**JOB A:**
Please extract from the abstract below the passage starting with "In contrast, highly" and going on through "to the user.", word for word.

**SOURCE EXCERPT:**
See Abstract in PDF, XML, or in the Programme
Buchanan, George
School of Informatics, City University London
g.r.buchanan@gmail.com
Dodd, Helen
Future Interaction Technology Group, Swansea University,
Swansea
cshelen@swansea.ac.uk
Humanities researchers often draw their information from a diverse set of sources, which are unlikely to be found in one digital library or other collection. Whilst a considerable volume of technical work has been undertaken to unify a number of digital libraries into one whole - “federated” or “distributed” digital libraries - the real-world adoption of this technique is riddled with conceptual problems and organisational practicalities. In consequence, there is little likelihood of there arising one “super-gateway” to which an active researcher in the humanities can turn for the whole of their information seeking. Indeed, even in the sciences, this idealised situation is relatively rare. As a result, a humanities researcher will often need to identify a number of different collections that serve their regular information needs well [Buchanan et al. 2005]. Each of these collections would be likely to provide useful literature relevant to their field of study. However, constructing this list is problematic. At present a user can only generate such a list of ‘good’ collections from months and years of incidental discovery and recommendation.
In the past, this need has been addressed in a number of different ways. The Humbul humanities hub - later part of Intute - was started as a human-maintained list of online resources for the humanities and arts. It relied upon hand-crafted entries created by researchers (often postgraduate students) that described each collection and suggested its potential uses. One positive advantage of this method is that it develops a single list of many collections, and is open-ended. However, there are problems that emerge when a user tries to find collections within the hub. This approach necessarily requires the creator of an entry to double-guess the likely tasks of another user and a substantial cumulative effort over many years. It is resource expensive in terms of creation, difficult to maintain, and an entry is very unlikely to be able to cover all likely uses in exactly the terms that another researcher may use. Whilst a positive benefit is that the system provides a ‘human readable’ overview of each site, if a user provides a search to the system, it will only use the relatively small amount of material entered by the researcher who entered the site onto the system. Compared to the information available within a single library, a brief descriptive entry is prone to have insufficient information, and may overlook the searcher’s interest altogether, or provide a disproportionate representation - greater or lesser - of the volume of material relevant to their work.
In contrast, highly technical approaches have been undertaken to create a central, canonical resource through “metasearch” techniques: where a central service endeavours to offer a synthetic unification of a number of DL systems [Thomas and Hawking 2009]. In these methods, the user provides a sample query that is then automatically sent to every individual digital library. The metasearch engine combines the results from the separate libraries into one whole, and returns the unified set of results to the user.

**DATASET ROWS:**

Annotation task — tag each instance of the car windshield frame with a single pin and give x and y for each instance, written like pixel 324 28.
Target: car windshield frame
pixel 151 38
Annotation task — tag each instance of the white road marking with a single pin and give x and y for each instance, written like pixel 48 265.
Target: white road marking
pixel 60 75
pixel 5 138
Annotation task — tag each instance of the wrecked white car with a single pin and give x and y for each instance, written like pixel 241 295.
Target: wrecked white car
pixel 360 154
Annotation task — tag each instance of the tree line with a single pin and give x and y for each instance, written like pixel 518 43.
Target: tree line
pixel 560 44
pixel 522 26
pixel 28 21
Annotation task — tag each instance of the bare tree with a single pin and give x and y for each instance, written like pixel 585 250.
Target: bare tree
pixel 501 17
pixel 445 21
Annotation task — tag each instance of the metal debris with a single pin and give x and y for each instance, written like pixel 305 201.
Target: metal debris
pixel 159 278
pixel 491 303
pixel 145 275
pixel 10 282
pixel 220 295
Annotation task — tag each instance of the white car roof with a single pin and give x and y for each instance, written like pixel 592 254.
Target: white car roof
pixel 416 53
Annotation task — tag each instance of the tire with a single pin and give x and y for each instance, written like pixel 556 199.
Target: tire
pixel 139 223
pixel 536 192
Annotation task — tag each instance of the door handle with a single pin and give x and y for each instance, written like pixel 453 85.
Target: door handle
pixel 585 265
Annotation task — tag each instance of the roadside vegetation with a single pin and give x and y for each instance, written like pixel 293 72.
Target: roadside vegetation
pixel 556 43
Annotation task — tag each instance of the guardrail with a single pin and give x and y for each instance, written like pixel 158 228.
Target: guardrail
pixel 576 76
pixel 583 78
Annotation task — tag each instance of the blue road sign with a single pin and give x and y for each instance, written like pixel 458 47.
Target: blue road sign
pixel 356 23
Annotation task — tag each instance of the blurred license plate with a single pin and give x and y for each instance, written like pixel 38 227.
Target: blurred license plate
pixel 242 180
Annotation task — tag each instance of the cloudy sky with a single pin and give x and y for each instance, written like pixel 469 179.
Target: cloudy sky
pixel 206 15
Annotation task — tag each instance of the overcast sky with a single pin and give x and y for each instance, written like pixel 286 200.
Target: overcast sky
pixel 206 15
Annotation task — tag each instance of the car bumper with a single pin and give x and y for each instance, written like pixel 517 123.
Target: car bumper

**JOB B:**
Copy, unchanged, the lines of the entries above starting with the line with "Annotation task — tag each instance of the tire" and going on through the line with "pixel 556 43", both ends included.

**WORKED SOLUTION A:**
In contrast, highly technical approaches have been undertaken to create a central, canonical resource through “metasearch” techniques: where a central service endeavours to offer a synthetic unification of a number of DL systems [Thomas and Hawking 2009]. In these methods, the user provides a sample query that is then automatically sent to every individual digital library. The metasearch engine combines the results from the separate libraries into one whole, and returns the unified set of results to the user.

**WORKED SOLUTION B:**
Annotation task — tag each instance of the tire with a single pin and give x and y for each instance, written like pixel 556 199.
Target: tire
pixel 139 223
pixel 536 192
Annotation task — tag each instance of the door handle with a single pin and give x and y for each instance, written like pixel 453 85.
Target: door handle
pixel 585 265
Annotation task — tag each instance of the roadside vegetation with a single pin and give x and y for each instance, written like pixel 293 72.
Target: roadside vegetation
pixel 556 43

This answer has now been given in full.